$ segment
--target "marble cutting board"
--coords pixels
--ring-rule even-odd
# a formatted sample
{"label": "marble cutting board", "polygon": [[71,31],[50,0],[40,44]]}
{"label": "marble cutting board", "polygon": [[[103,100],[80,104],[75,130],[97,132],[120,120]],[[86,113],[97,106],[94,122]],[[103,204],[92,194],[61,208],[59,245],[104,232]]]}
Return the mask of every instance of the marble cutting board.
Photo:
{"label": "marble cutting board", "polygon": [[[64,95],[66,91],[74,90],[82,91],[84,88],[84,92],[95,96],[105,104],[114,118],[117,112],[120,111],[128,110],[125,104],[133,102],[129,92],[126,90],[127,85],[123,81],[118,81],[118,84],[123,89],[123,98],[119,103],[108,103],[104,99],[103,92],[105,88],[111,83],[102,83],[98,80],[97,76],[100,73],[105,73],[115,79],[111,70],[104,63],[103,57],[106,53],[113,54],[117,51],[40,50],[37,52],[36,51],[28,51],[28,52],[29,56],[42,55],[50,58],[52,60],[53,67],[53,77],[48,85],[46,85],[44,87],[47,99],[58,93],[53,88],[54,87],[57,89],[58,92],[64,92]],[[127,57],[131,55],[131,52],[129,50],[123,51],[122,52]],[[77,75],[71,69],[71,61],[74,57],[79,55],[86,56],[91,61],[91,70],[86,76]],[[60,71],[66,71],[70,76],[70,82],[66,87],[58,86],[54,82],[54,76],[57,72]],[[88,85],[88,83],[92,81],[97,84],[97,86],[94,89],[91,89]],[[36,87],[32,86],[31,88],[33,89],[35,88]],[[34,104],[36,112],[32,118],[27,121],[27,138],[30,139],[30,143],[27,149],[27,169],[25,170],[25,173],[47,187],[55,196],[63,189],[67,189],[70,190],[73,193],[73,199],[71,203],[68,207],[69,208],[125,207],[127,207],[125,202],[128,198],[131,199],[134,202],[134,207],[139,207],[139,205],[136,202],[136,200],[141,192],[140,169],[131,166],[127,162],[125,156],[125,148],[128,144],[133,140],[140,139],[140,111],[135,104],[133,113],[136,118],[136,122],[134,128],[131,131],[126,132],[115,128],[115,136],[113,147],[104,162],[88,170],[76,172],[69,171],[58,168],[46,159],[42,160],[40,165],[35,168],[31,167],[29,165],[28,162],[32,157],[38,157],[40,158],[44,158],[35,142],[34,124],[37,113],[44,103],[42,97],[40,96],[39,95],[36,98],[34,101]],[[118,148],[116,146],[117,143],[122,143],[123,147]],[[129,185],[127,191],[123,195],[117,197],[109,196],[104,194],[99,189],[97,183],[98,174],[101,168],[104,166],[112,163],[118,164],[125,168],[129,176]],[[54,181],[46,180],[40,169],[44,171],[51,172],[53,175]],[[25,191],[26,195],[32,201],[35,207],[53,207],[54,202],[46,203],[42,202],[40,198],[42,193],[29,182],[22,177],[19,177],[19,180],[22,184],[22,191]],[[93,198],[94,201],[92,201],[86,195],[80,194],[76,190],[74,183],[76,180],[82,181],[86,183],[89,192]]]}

########################################

- **Goal of the exercise**
Repeat the material above in full, keeping every word.

- **Solved problem**
$ segment
--target "marble cutting board"
--coords pixels
--ring-rule even-odd
# a formatted sample
{"label": "marble cutting board", "polygon": [[71,31],[50,0],[40,44]]}
{"label": "marble cutting board", "polygon": [[[103,100],[80,104],[75,130],[97,132],[120,120]],[[86,113],[97,106],[94,122]],[[103,204],[92,194],[61,208],[59,245],[104,232]]]}
Return the mask of every instance of the marble cutting board.
Photo:
{"label": "marble cutting board", "polygon": [[[64,95],[66,91],[74,90],[82,91],[84,88],[84,92],[95,96],[105,104],[114,118],[117,112],[120,111],[128,110],[125,104],[133,102],[129,92],[126,90],[127,85],[123,81],[118,81],[118,84],[123,89],[123,98],[119,103],[108,103],[104,99],[103,92],[105,88],[111,83],[102,83],[98,80],[97,76],[100,73],[105,73],[115,79],[111,70],[104,63],[103,57],[106,53],[113,54],[117,51],[40,50],[37,52],[36,51],[28,51],[28,52],[29,56],[42,55],[50,58],[52,60],[53,67],[53,77],[48,85],[46,85],[44,87],[47,99],[58,93],[53,88],[54,87],[57,89],[58,92],[64,92]],[[127,57],[131,55],[131,52],[129,50],[123,51],[122,52]],[[77,75],[71,69],[71,61],[74,57],[79,55],[86,56],[91,61],[91,70],[86,76]],[[60,71],[66,71],[70,76],[70,82],[66,87],[58,86],[54,82],[54,76],[57,72]],[[88,85],[88,83],[92,81],[97,84],[97,86],[94,89],[91,89]],[[36,87],[32,86],[31,88],[33,89],[35,88]],[[34,104],[36,112],[32,118],[27,121],[27,138],[30,139],[30,143],[27,149],[27,169],[25,170],[25,173],[47,187],[55,196],[63,189],[67,189],[70,190],[73,193],[73,199],[71,203],[68,207],[69,208],[125,207],[127,207],[125,202],[128,198],[131,199],[134,202],[134,207],[139,207],[139,205],[136,202],[136,200],[141,192],[140,169],[131,166],[127,162],[125,156],[125,148],[128,144],[133,140],[140,139],[140,111],[135,104],[133,113],[136,118],[136,122],[134,128],[131,131],[126,132],[115,128],[115,136],[113,147],[104,162],[88,170],[76,172],[69,171],[58,168],[46,159],[42,160],[40,165],[35,168],[31,167],[29,165],[28,162],[32,157],[38,157],[40,158],[44,158],[35,142],[34,124],[37,113],[44,103],[42,97],[40,96],[39,95],[36,98],[34,101]],[[118,148],[116,146],[117,143],[122,143],[123,147]],[[129,185],[127,191],[123,195],[117,197],[109,196],[104,194],[99,189],[97,183],[98,174],[101,168],[104,166],[112,163],[118,164],[125,168],[129,176]],[[54,181],[46,180],[40,169],[44,171],[51,172],[53,175]],[[25,191],[26,195],[32,201],[35,207],[53,207],[54,202],[46,203],[42,202],[40,198],[42,193],[29,182],[22,177],[19,177],[19,180],[22,184],[22,191]],[[93,198],[94,201],[92,201],[86,195],[80,194],[76,190],[74,183],[76,180],[82,181],[86,183],[89,192]]]}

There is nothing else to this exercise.